* **Task objective**
Find every line below with the word "snow" in it, and copy each one.

=== Given information ===

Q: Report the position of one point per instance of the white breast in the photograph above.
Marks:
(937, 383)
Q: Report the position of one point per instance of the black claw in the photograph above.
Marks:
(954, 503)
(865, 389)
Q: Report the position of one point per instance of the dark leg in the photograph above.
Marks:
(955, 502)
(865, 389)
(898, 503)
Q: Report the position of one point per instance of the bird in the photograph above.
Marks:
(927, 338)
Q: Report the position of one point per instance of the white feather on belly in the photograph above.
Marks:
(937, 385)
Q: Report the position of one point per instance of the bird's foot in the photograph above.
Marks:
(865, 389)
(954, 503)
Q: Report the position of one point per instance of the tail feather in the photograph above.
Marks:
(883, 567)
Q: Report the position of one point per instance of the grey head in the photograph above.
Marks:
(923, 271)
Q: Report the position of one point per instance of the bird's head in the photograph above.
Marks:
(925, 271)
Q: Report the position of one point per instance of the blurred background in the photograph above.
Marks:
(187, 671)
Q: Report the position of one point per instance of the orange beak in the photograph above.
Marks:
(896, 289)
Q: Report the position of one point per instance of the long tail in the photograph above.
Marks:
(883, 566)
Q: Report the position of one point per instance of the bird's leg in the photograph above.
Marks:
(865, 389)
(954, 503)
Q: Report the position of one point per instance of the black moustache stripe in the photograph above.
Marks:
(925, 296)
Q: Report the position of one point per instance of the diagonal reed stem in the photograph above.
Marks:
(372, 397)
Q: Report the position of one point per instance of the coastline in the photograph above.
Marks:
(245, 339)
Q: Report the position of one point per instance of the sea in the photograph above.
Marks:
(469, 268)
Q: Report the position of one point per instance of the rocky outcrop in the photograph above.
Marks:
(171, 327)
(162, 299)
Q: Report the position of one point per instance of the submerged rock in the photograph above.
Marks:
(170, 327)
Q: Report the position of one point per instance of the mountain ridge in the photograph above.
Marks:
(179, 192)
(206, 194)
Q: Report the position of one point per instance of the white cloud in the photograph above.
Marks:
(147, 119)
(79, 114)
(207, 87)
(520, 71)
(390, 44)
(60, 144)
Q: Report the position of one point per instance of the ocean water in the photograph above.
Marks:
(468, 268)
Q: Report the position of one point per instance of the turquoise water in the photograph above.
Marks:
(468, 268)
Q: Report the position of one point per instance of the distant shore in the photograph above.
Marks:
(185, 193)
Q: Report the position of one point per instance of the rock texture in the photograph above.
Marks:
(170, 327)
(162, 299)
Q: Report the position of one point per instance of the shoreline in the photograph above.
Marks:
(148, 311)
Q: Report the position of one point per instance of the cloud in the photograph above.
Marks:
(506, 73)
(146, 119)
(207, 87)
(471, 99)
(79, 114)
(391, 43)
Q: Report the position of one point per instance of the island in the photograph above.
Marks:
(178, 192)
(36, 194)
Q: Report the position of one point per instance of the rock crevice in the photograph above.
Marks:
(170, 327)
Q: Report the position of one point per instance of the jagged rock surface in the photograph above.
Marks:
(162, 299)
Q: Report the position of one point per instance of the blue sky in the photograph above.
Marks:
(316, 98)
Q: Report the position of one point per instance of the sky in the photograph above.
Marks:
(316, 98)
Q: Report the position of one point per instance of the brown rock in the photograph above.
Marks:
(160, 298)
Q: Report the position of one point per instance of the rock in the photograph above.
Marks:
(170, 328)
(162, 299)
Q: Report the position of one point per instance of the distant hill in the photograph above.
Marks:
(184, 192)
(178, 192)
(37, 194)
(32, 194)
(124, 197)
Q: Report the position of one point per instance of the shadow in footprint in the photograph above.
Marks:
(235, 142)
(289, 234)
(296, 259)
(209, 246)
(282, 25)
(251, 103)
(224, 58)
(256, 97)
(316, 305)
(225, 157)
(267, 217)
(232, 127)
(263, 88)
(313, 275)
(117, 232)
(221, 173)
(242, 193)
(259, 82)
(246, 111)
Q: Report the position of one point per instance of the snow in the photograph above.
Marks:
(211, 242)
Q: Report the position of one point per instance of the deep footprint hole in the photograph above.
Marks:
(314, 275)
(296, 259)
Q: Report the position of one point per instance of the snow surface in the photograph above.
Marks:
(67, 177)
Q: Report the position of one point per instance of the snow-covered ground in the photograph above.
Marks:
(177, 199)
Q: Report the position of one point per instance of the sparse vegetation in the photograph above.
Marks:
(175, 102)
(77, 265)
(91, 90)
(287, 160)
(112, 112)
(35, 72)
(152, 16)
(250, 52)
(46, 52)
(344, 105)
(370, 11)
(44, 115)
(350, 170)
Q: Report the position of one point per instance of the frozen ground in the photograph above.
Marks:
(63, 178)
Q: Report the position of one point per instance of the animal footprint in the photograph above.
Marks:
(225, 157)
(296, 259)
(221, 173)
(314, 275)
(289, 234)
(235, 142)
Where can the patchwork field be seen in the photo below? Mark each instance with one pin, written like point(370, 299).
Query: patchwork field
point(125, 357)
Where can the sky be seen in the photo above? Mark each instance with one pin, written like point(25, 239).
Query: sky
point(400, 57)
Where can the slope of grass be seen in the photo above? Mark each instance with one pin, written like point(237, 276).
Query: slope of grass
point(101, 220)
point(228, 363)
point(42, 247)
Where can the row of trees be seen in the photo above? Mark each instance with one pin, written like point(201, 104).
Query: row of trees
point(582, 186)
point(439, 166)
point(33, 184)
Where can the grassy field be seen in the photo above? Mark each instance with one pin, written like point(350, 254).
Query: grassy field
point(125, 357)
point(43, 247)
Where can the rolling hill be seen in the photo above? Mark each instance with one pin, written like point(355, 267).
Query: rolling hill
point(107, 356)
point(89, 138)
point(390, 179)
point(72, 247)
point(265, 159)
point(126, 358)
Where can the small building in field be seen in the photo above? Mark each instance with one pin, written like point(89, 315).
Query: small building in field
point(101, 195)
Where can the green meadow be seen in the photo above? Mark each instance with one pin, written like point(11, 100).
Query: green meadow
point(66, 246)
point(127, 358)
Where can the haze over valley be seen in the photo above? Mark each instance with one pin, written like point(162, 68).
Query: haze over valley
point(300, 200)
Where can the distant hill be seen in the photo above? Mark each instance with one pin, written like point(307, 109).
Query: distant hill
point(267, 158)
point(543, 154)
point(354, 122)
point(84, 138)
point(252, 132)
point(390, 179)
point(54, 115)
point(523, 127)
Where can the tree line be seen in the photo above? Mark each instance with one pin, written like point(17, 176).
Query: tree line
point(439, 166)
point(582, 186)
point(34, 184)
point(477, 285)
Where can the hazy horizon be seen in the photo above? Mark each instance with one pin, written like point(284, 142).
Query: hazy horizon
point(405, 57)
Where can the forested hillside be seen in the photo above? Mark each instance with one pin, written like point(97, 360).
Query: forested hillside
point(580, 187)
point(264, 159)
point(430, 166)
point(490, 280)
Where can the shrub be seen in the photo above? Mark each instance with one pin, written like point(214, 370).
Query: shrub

===

* **Expected answer**
Q: Report the position of one point per instance of the snow in the photograph above.
Q: Report the position of one point per instance of the snow surface in the photograph above.
Q: Report the position of one point per instance of the snow-covered ground in the photograph above.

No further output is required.